* _ACTIVITY LIST_
[1] From the essay on radical discipleship, reproduce everything from "Discipleship goes deeper" down to "as a master." word for word.
[2] List the things that the essay on radical discipleship says the root formed in "silent, dark earth" understands.
[3] Summarize the essay on radical discipleship in two sentences.

One of the Flawed and Ragtag Band

dee deeBy Dee Dee Risher (Philly, PA)

*This is the fifth installation of a year-long series of posts from contributors all over North America each answering the question, “How would you define radical discipleship?” We will be posting responses regularly on Mondays during 2019.

Discipleship is hard enough without the “radical” word in front of it. Often when I hear the phrase unpacked, there is a focus on radical (“root”), and what it entails. In our current context, community, and point of history, how should the taproot of our faith look?

That is a beautiful and rich question, but I find myself grappling with the word “discipleship” instead, pondering that ragtag band of twelve that followed the bold, enigmatic teacher around the backwaters of Galilee in Palestine.

Discipleship goes deeper than being a follower. It assumes a teacher and a doctrine. It is devoted allegiance to the teachings of one chosen as a master.

Which is to say that discipleship starts with our own choice and agency. Following the way of Jesus always begins with choice. Having chosen, however, there are some difficult rubs that I do not like to talk about. Specifically, obedience–the “following” part.

Let’s face it: the idea of radical–being prophetic, speaking truth to power, and resisting—is appealing. Equally heady is the careful analysis that leads many of us to take a different, more countercultural path. I’ve played games of radical one-upmanship—tallying up points of cred; parrying another’s brilliant thought with a keen, incisive counter-insight; and trying to be more purist in the cause than my neighbor. (This is how, especially on the left, we split our communities and relationships into smaller and smaller shards. Sometimes we cannibalize ourselves with critique.)

These dynamics are concerned with individualism and ego more than they are concerned with community. As a person raised in modern, U.S., individualistic culture (perhaps the most individualistic culture in history), these are dynamics toward which I can easily gravitate. Radical discipleship will stay a mind game unless I grow a different, more laborious, root.

That root is formed in silent, dark earth. It comes from the places pride does not visit. It understands obedience, compromise, grace, and brokenness. It has received forgiveness and so is able to offer it to others authentically. It allows people to change without forever pinioning them to past sins. It values community over certainty. Just as a teacher is patient with his students, this root is patient–always listening, learning, and changing as the Spirit leads.

The core of this discipleship is listening closely, and then obeying what is heard. It hinges on a discipline of constant communication and attentiveness to God. It requires that I develop an inner life which is as robust and cultivated as my external actions for justice—very difficult to do in a busy, aching world.

For me, this means drawing from some of the gifts of my evangelical journey—daily disciplines around Scripture, belief in the presence and strong gifts of the Spirit, including tongues, healing, and other unconventional manifestations, and an orientation to prayer. It also means that I live with the conviction that God is present in every person, and that every person has some gift to offer me, even when I do not see it.

This discipleship I follow is stumbling and lives with a certain lack of clarity. Sometimes I yearn for that clear prophetic vision so sure of its positions. I crave the purging righteous anger offers—and there are times righteous anger is the best and truthful response.

* _LISTED ENTRIES_
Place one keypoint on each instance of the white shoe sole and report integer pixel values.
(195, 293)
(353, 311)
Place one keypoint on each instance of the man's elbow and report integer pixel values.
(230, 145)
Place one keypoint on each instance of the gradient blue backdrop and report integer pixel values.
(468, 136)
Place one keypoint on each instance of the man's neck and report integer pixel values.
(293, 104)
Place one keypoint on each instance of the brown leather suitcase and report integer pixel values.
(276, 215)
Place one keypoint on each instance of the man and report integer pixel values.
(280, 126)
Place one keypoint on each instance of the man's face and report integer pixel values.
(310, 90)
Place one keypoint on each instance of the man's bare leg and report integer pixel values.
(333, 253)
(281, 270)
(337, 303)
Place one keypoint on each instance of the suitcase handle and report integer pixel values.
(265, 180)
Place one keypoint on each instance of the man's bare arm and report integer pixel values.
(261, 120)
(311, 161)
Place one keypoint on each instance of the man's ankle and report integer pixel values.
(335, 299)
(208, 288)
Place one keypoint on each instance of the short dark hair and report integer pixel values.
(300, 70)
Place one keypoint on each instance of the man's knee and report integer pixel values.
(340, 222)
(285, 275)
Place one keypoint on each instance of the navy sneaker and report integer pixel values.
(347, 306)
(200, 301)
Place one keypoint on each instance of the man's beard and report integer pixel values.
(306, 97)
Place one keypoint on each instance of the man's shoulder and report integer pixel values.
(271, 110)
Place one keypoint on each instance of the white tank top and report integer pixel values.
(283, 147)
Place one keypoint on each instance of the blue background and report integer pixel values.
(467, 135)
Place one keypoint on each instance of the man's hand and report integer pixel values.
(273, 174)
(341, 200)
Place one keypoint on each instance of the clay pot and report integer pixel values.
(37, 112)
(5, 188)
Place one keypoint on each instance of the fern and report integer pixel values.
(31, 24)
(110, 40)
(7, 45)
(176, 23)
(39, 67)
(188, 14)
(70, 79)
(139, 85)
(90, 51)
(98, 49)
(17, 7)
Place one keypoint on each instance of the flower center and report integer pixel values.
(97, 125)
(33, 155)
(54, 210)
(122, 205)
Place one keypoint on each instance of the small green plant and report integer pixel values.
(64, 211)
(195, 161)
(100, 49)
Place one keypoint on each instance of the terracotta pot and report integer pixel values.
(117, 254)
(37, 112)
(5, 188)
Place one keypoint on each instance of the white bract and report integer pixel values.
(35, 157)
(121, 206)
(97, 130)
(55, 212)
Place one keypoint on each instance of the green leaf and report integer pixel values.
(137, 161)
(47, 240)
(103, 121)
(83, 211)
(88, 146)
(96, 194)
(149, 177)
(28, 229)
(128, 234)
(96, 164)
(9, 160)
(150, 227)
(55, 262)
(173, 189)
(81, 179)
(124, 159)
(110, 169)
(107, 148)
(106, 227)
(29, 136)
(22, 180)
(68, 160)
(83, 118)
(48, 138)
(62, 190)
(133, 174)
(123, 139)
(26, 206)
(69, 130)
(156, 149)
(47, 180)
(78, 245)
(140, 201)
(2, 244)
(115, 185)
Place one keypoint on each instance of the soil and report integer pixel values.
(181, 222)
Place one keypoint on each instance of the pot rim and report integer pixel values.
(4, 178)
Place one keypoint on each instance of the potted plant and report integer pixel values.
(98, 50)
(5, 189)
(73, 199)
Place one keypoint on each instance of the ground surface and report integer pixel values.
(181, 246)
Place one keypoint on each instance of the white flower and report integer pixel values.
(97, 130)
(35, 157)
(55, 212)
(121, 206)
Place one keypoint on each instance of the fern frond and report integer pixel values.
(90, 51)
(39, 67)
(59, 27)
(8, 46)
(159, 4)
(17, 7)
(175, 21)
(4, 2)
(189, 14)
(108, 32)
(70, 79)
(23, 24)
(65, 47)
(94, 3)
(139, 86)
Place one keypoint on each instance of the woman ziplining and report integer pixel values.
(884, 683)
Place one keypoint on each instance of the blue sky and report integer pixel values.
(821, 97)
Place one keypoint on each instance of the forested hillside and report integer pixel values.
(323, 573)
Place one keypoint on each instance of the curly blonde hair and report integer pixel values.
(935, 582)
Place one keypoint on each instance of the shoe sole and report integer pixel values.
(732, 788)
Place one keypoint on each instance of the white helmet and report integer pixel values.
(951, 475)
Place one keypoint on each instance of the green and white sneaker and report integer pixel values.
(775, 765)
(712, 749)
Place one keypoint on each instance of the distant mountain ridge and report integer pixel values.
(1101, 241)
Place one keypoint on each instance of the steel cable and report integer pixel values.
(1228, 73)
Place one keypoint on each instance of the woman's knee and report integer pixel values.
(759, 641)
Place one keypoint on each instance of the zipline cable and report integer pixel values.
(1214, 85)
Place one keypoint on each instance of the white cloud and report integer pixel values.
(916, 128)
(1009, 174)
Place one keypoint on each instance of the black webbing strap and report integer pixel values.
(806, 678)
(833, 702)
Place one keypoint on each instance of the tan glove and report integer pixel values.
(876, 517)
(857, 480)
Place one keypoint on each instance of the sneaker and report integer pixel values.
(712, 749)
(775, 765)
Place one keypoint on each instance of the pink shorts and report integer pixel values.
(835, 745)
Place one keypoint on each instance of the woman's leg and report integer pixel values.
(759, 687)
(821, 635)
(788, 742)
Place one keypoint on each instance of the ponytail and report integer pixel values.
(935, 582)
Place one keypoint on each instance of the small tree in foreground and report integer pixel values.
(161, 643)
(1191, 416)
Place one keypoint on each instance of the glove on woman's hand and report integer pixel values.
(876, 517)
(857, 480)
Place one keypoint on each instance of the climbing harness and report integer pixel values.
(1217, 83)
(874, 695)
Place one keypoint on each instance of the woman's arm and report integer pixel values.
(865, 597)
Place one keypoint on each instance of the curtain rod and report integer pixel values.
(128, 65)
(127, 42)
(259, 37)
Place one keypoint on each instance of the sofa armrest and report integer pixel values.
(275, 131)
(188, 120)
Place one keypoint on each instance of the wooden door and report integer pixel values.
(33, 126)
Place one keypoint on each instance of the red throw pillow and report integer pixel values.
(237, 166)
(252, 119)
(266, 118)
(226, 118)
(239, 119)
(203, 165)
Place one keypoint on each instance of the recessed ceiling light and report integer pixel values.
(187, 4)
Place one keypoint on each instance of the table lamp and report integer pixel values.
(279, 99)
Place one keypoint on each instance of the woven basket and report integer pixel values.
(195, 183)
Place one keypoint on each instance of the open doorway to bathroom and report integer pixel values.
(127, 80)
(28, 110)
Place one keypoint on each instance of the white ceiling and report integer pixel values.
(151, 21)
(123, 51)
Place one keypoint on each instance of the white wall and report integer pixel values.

* _ANSWER LIST_
[1]
Discipleship goes deeper than being a follower. It assumes a teacher and a doctrine. It is devoted allegiance to the teachings of one chosen as a master.

[2]
obedience
compromise
grace
brokenness

[3] The writer focuses on the word "discipleship," defining it as devoted allegiance to a chosen teacher that begins with choice and requires obedience, and admits that the appeal of being radical can slide into one-upmanship driven by ego that splits communities. Radical discipleship instead needs a patient root that pride does not reach, centered on listening closely to God and obeying what is heard, which for the writer means drawing on Scripture, the gifts of the Spirit, prayer, and the conviction that God is present in every person.